**Stored data entries:**
[Start of Attachment]
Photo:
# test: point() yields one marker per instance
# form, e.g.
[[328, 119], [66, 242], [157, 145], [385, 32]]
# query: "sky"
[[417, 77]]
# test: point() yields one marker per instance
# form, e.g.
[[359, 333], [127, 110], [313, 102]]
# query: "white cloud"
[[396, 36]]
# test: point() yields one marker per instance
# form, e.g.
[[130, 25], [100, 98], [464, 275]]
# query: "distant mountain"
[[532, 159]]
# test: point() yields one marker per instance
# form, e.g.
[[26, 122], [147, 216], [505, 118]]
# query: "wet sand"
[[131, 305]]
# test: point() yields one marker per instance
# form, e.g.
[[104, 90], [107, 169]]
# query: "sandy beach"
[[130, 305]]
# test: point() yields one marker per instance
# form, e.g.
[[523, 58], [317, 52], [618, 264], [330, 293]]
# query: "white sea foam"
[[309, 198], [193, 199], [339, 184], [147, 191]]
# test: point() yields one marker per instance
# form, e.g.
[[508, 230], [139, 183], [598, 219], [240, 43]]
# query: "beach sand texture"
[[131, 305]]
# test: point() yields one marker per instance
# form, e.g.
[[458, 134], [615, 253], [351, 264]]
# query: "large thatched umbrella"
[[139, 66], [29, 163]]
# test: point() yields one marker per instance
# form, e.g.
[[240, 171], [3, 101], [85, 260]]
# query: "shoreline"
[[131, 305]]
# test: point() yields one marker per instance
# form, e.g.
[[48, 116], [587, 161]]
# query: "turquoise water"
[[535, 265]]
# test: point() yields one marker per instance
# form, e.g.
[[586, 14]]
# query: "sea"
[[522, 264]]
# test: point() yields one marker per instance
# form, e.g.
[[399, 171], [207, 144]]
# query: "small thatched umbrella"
[End of Attachment]
**Required action:** Write each line above out exactly.

**Exercise result:**
Photo:
# test: point() yields one marker per instance
# form, e.g.
[[328, 119], [66, 242], [157, 145], [385, 32]]
# query: "sky"
[[417, 77]]
# test: point() yields one marker per instance
# form, e.g.
[[359, 333], [127, 110], [313, 102]]
# query: "white cloud"
[[396, 36]]
# test: point() yields one marker per instance
# form, e.g.
[[130, 25], [100, 98], [464, 275]]
# query: "distant mountain"
[[532, 159]]
# test: point() yields one marker per instance
# form, e.g.
[[26, 122], [147, 216], [505, 118]]
# query: "wet sand"
[[131, 305]]
# test: point() yields one marker per instance
# form, e.g.
[[104, 90], [107, 169]]
# query: "sandy beach"
[[130, 305]]
# test: point() yields one marker per instance
# form, e.g.
[[523, 58], [317, 52], [618, 264], [330, 293]]
# query: "white sea foam"
[[309, 198], [193, 199], [339, 184], [147, 191]]
# test: point() yields one marker per instance
# form, e.g.
[[508, 230], [139, 183], [598, 219], [240, 43]]
# query: "beach sand texture"
[[131, 305]]
# test: point() yields one marker per instance
# form, e.g.
[[458, 134], [615, 253], [351, 264]]
# query: "large thatched umbrella"
[[139, 66], [29, 163]]
# test: point() yields one marker per instance
# form, e.g.
[[240, 171], [3, 101], [85, 260]]
# query: "shoreline"
[[131, 305]]
# test: point() yields one marker per instance
# form, e.g.
[[48, 116], [587, 161]]
# query: "turquoise water"
[[535, 265]]
# test: point() yields one marker per instance
# form, e.g.
[[586, 14]]
# query: "sea"
[[522, 264]]
# test: point() yields one marker per instance
# form, e.g.
[[399, 171], [207, 144]]
# query: "small thatched umbrella"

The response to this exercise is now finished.